═════ Available data
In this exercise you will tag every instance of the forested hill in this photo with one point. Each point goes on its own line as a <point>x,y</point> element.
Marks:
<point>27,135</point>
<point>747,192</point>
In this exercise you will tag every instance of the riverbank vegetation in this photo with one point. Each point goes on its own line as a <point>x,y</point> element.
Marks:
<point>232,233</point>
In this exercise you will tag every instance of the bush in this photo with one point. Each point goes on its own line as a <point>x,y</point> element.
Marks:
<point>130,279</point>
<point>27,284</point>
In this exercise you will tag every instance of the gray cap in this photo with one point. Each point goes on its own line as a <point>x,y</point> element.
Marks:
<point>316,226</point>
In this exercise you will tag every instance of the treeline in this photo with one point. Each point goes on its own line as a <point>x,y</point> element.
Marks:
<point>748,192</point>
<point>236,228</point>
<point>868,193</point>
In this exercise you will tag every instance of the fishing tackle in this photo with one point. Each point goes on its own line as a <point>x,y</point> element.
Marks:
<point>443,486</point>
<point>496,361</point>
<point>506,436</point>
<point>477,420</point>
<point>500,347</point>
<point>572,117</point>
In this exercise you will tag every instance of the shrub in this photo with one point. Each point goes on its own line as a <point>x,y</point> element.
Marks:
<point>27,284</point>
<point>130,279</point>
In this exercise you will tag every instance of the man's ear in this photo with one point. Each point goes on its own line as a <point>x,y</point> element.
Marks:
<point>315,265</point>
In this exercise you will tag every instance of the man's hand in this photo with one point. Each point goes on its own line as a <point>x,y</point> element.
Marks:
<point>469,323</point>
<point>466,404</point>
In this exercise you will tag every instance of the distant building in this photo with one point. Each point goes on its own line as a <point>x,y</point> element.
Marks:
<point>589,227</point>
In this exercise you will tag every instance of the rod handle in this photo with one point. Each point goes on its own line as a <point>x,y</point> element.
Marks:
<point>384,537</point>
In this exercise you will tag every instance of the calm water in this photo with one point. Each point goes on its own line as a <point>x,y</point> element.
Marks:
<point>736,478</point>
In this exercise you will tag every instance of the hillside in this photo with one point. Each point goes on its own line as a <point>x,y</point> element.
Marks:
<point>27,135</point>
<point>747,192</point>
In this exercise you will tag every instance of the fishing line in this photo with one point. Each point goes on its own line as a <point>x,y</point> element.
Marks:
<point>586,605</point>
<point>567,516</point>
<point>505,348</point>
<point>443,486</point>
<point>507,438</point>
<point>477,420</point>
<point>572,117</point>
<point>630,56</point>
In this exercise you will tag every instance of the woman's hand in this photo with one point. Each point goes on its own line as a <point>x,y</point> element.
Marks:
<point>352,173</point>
══════════
● **Description of the task**
Taking the entries above, write out exactly the lines starting with the line containing "In this exercise you will tag every instance of the shrub" and going on through the line containing "the fishing line", both included, and nothing else.

● **Result of this exercise**
In this exercise you will tag every instance of the shrub in this photo with one point. Each point goes on its own line as a <point>x,y</point> element.
Marks:
<point>27,284</point>
<point>130,279</point>
In this exercise you will tag every instance of the man's ear in this photo with one point. Each point goes on its own line as a <point>x,y</point> element.
Marks:
<point>315,265</point>
In this exercise you will tag every instance of the man's hand in this photo with one point. Each point goes on its own line as a <point>x,y</point> element.
Marks:
<point>469,323</point>
<point>466,404</point>
In this exercise you will tag every instance of the distant building in this photo with one point. Each point goes on its own line as a <point>x,y</point> element.
Marks:
<point>589,227</point>
In this exercise you will tag every instance of the rod handle in this photo with one point. Each point goes on its own line as a <point>x,y</point> element.
Marks:
<point>384,537</point>
In this exercise you will tag every instance of the calm water in this photo with one point. Each point goes on its own line as a <point>x,y</point> element.
Marks:
<point>736,478</point>
In this exercise you will tag every instance of the hillside in this photo with one point. Each point goes on its own line as a <point>x,y</point> element.
Marks:
<point>27,135</point>
<point>747,192</point>
In this exercise you will tag every instance of the fishing line in this photo with one point. Each point goes on its own line as a <point>x,y</point> element.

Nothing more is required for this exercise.